Texto mostrado:
-*-*-

Por Mario Alberto Mejía

Estoy sentado en el estadio de beisbol de Culiacán, Sinaloa, donde –supongo– juegan o jugaban o jugarán algún día los Tomateros –si es que así se llaman– o los Culichis o los Chapos.

Mi asiento está a dos metros del que ocupa el gobernador Francisco Labastida Ochoa.

(Él no lo sabe todavía, porque estamos en 1990, pero diez años después sufrirá una derrota atroz a manos de un desconocido: Vicente Fox Quezada, que en ese tiempo es un diputado federal que quiere ser gobernador de Guanajuato).

El estadio de beisbol está al tope.

¿La causa?

Juan Gabriel.

El concierto empieza.

La gente corea sus canciones.

A mi alrededor todos se ponen de pie, incluido Labastida.

Se pone de pie, aplaude y corea las canciones.

Su esposa, Teresa Uriarte, hace lo mismo, aunque más de-senfadada.

Continúo en mi lugar heroicamente.

Me niego a sumarme a la masa enajenada que canta y baila ya sobre las sillas de la Cervecería Modelo.

Labastida mismo está sobre su silla bailando Hasta que te conocí.

No sé en qué momento fui víctima de la atracción que ejercen las masas sobre los objetos inanimados, lo cierto es que cuando caí en la cuenta ya estaba bailando y cantando como un fanático más de quien 26 años después fallecería de un infarto al corazón en Santa Mónica, California.

•••

1972.

Estudio C de Telesistema Mexicano.

Avenida Chapultepec 18.

Raúl Velasco presenta en Siempre en Domingo a un jovencito con facha de homosexual declarado.

—¿Cómo te llamas, hijo? —le pregunta sin dejar de verle la bragueta del pantalón ajustadísimo.

—Mi verdadero nombre, señor Velasco, es Alberto Aguilera, pero mi nombre artístico es Juan Gabriel.

La conversación sube de tono.

—¿Y qué hace un muchachito guapo como tú cantando tan lejos de Ciudad Juárez?

—Son mis ganas de triunfar, señor Velasco, y espero no defraudar al público.

Raúl Velasco no lo sabe, pero un día morirá desahuciado por Televisa y su nombre será borrado de las marquesinas y echado al basurero.

Para entonces, todavía no se casa con una señora gringa o europea llamada Dore, quien lo volverá vegetariano, asexual y aburrido.

La mirada lasciva de Velasco se detiene en el trasero evidente del muchachito homosexual.

O joto, como se decía entonces a la menor provocación.

O loca, como decían los intelectuales que leían a Salvador Novo.

O puto, como le gritaban a Juan Gabriel en Ciudad Juárez.

O rarito, como decían las tías abuelas.

—El público es todo tuyo, Alberto. ¡Señoras y señores, queda con ustedes: Juan Gabriel!

Se escuchan los primeros acordes de una canción que hoy es mítica: “No tengo dinero / ni nada que dar / lo único que tengo / es amor para dar / si así tú me quieres / te puedo querer / pero si no quieres / ni modo qué hacer”.

El fraseo lo dice todo.

Y la versificación.

-*-*-

(Listado de recuadros etiquetados)
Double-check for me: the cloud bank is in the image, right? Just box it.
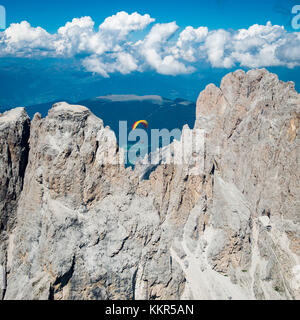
[0,11,300,77]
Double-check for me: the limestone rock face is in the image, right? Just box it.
[0,70,300,299]
[0,108,30,299]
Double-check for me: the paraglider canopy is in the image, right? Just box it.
[132,120,149,130]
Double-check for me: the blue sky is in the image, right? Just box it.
[0,0,299,32]
[0,0,300,107]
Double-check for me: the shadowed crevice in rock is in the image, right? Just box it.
[0,70,300,300]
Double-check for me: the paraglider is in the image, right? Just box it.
[132,120,149,130]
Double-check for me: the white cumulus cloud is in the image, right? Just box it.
[0,11,300,77]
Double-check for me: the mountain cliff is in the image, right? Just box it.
[0,69,300,300]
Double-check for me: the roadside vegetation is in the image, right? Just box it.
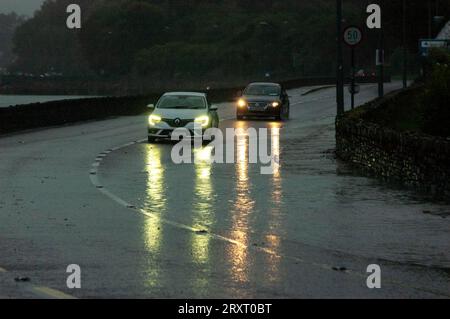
[351,49,450,137]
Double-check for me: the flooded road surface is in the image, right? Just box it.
[0,83,450,298]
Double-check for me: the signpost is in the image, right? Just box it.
[419,39,450,57]
[344,26,363,110]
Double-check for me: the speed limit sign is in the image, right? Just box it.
[344,26,362,47]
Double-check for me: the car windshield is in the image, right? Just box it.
[157,95,206,110]
[244,84,281,96]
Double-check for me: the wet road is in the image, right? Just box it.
[0,83,450,298]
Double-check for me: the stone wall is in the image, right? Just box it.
[336,92,450,199]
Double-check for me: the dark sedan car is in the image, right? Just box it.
[236,83,290,120]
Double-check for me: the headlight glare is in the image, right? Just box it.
[148,114,161,126]
[194,115,210,127]
[237,99,247,107]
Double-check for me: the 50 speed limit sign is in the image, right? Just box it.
[344,26,363,47]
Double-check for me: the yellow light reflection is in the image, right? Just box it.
[266,125,283,281]
[228,134,254,282]
[144,146,166,252]
[144,146,166,286]
[192,147,214,264]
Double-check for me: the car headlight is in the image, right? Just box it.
[194,115,210,127]
[237,99,247,107]
[148,114,161,126]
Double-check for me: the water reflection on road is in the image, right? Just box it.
[144,122,283,289]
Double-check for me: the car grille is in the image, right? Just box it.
[162,119,194,127]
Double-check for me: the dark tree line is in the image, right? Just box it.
[7,0,450,84]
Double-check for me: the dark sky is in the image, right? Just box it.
[0,0,44,16]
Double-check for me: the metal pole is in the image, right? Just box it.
[336,0,345,116]
[351,47,355,110]
[402,0,408,89]
[378,27,384,97]
[428,0,433,39]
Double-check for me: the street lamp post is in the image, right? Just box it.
[336,0,345,117]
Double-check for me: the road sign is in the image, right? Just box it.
[419,39,450,56]
[344,26,363,47]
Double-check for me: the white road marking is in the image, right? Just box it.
[89,104,450,297]
[0,267,77,299]
[29,286,77,299]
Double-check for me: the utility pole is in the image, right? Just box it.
[428,0,433,39]
[377,16,384,97]
[402,0,408,89]
[336,0,345,117]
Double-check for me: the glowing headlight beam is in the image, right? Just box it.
[237,99,247,107]
[194,115,210,127]
[148,114,161,126]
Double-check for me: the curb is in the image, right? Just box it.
[302,85,336,96]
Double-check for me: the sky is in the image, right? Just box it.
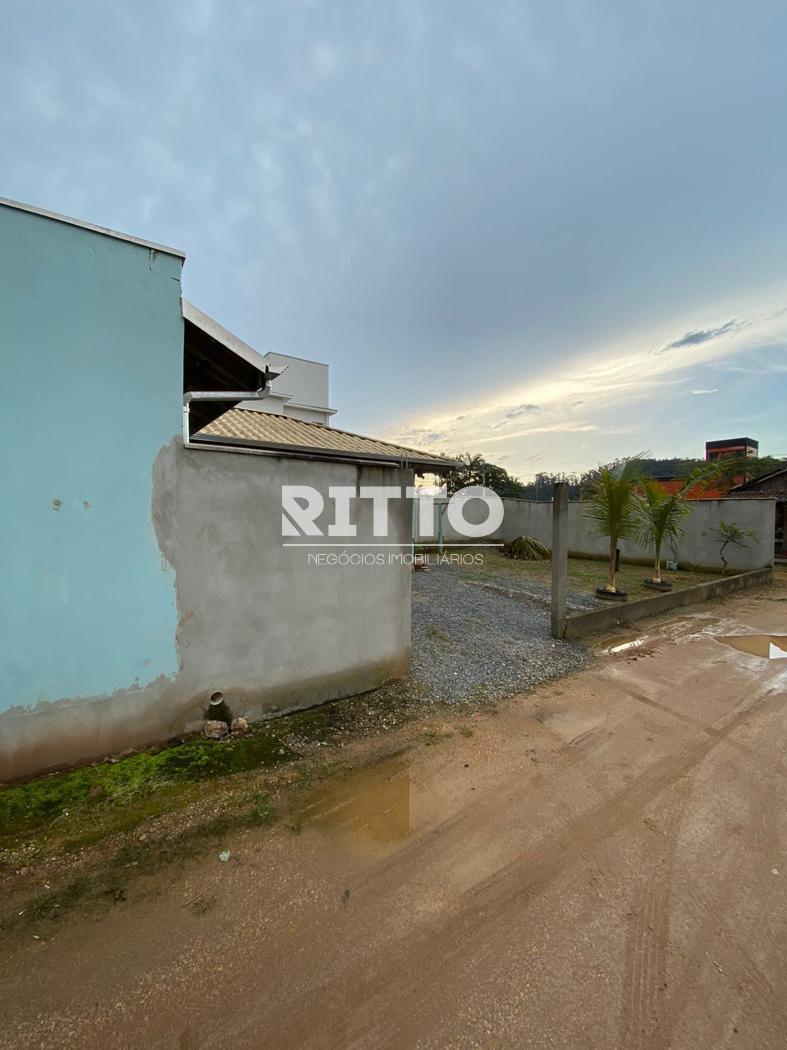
[0,0,787,479]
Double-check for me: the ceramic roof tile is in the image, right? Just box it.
[194,408,454,467]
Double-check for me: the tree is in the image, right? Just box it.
[637,475,700,584]
[584,453,645,594]
[446,453,525,500]
[714,522,757,576]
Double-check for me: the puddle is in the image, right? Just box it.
[302,758,410,852]
[718,634,787,659]
[603,634,646,655]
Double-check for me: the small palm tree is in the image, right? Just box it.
[584,453,646,594]
[637,478,697,584]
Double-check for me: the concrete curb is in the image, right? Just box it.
[563,566,773,642]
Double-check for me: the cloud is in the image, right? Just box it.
[656,318,748,354]
[506,404,541,419]
[390,291,787,475]
[175,0,213,37]
[20,68,63,123]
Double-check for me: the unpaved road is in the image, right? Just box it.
[0,592,787,1050]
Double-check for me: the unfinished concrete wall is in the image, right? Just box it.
[420,499,775,572]
[0,439,412,780]
[153,443,411,718]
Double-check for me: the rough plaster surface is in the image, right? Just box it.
[0,440,411,780]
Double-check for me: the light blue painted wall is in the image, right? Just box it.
[0,206,183,711]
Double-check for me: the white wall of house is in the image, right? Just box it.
[240,352,336,426]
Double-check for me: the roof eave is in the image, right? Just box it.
[191,434,461,474]
[0,197,186,259]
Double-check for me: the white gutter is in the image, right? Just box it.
[183,368,280,448]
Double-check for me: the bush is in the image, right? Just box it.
[503,536,552,562]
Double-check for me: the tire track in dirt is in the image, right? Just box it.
[619,776,690,1050]
[237,689,772,1047]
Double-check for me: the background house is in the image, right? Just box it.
[0,201,451,779]
[729,467,787,558]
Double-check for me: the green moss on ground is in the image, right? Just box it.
[0,684,428,851]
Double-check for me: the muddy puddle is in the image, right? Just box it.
[302,757,410,852]
[718,634,787,659]
[603,634,646,656]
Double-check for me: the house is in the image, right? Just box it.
[729,467,787,558]
[183,299,336,426]
[705,438,760,462]
[0,200,453,780]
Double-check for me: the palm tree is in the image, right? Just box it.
[637,476,697,586]
[637,463,716,584]
[584,453,647,594]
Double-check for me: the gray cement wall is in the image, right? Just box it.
[561,566,773,642]
[419,499,775,572]
[0,440,412,780]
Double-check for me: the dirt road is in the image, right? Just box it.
[0,592,787,1050]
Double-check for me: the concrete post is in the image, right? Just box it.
[552,481,569,638]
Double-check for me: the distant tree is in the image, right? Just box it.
[584,453,644,594]
[637,468,707,584]
[446,453,525,500]
[714,522,757,576]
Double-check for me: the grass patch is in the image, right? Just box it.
[459,549,720,597]
[2,791,278,929]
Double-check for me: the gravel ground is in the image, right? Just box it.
[411,566,587,701]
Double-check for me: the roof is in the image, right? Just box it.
[705,438,760,448]
[192,408,459,471]
[180,299,267,372]
[0,197,186,259]
[729,466,787,492]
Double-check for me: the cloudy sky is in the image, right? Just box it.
[0,0,787,477]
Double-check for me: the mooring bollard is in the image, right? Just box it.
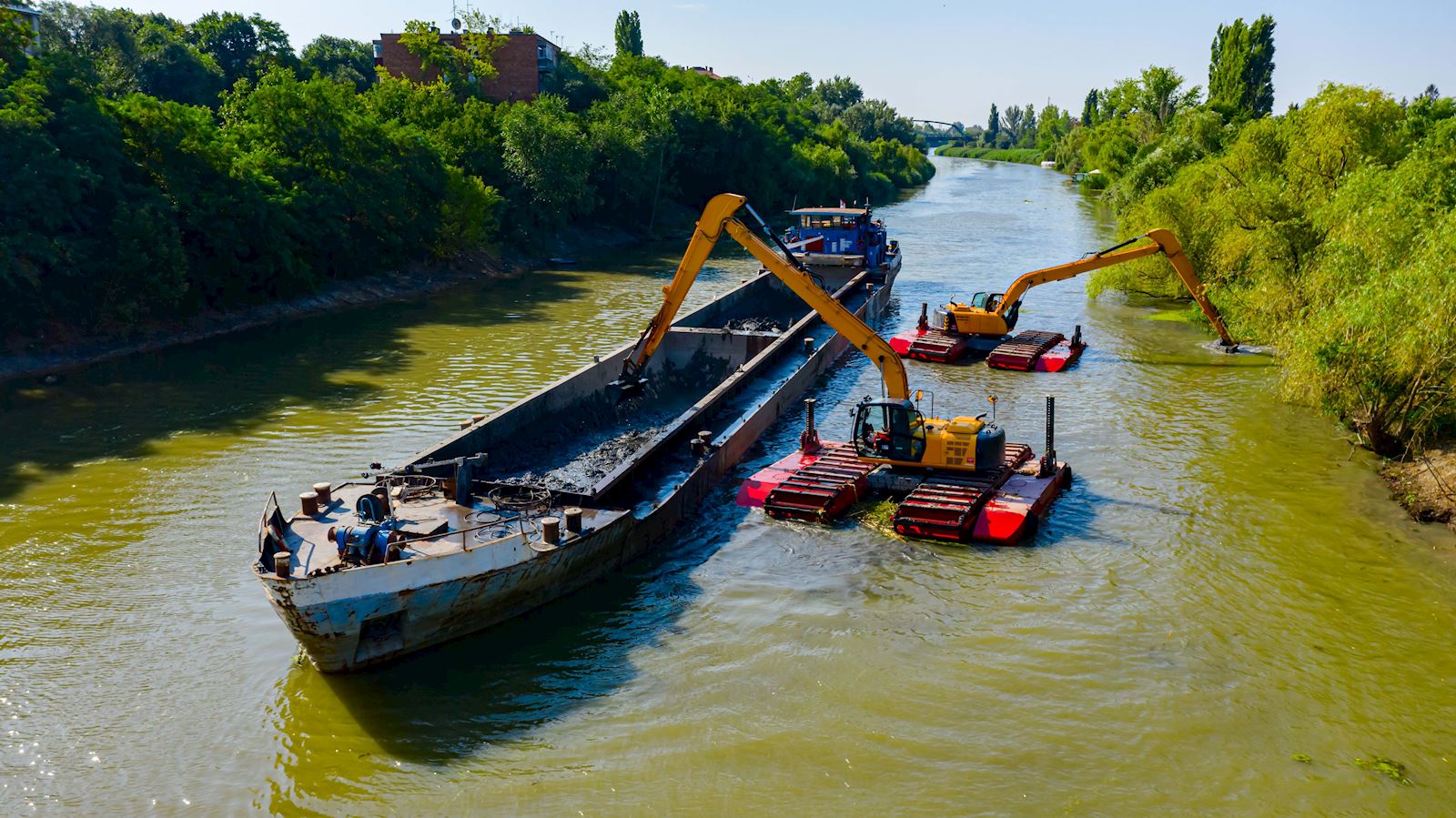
[1046,395,1057,467]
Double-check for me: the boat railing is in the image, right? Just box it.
[258,492,284,554]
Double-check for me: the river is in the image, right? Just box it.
[0,158,1456,815]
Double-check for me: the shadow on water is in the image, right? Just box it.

-*-*-

Para trabajar:
1: Extrae de la crónica sobre Juan Gabriel el fragmento que va de "Por Mario Alberto" a "está al tope.", con ambos extremos incluidos.
2: Según la crónica sobre Juan Gabriel, ¿son ciertas estas afirmaciones? Responde sí o no a cada una y cita las palabras de la crónica que lo deciden. (a) Quien narra está sentado a dos metros del gobernador. (b) El concierto de Juan Gabriel se hace en un teatro de Culiacán. (c) Juan Gabriel le dice a Raúl Velasco que su verdadero nombre es Alberto Aguilera.

Ejercicios resueltos:
1:
Por Mario Alberto Mejía

Estoy sentado en el estadio de beisbol de Culiacán, Sinaloa, donde –supongo– juegan o jugaban o jugarán algún día los Tomateros –si es que así se llaman– o los Culichis o los Chapos.

Mi asiento está a dos metros del que ocupa el gobernador Francisco Labastida Ochoa.

(Él no lo sabe todavía, porque estamos en 1990, pero diez años después sufrirá una derrota atroz a manos de un desconocido: Vicente Fox Quezada, que en ese tiempo es un diputado federal que quiere ser gobernador de Guanajuato).

El estadio de beisbol está al tope.

2:
(a) Sí: "Mi asiento está a dos metros del que ocupa el gobernador Francisco Labastida Ochoa."
(b) No: "Estoy sentado en el estadio de beisbol de Culiacán, Sinaloa".
(c) Sí: "Mi verdadero nombre, señor Velasco, es Alberto Aguilera".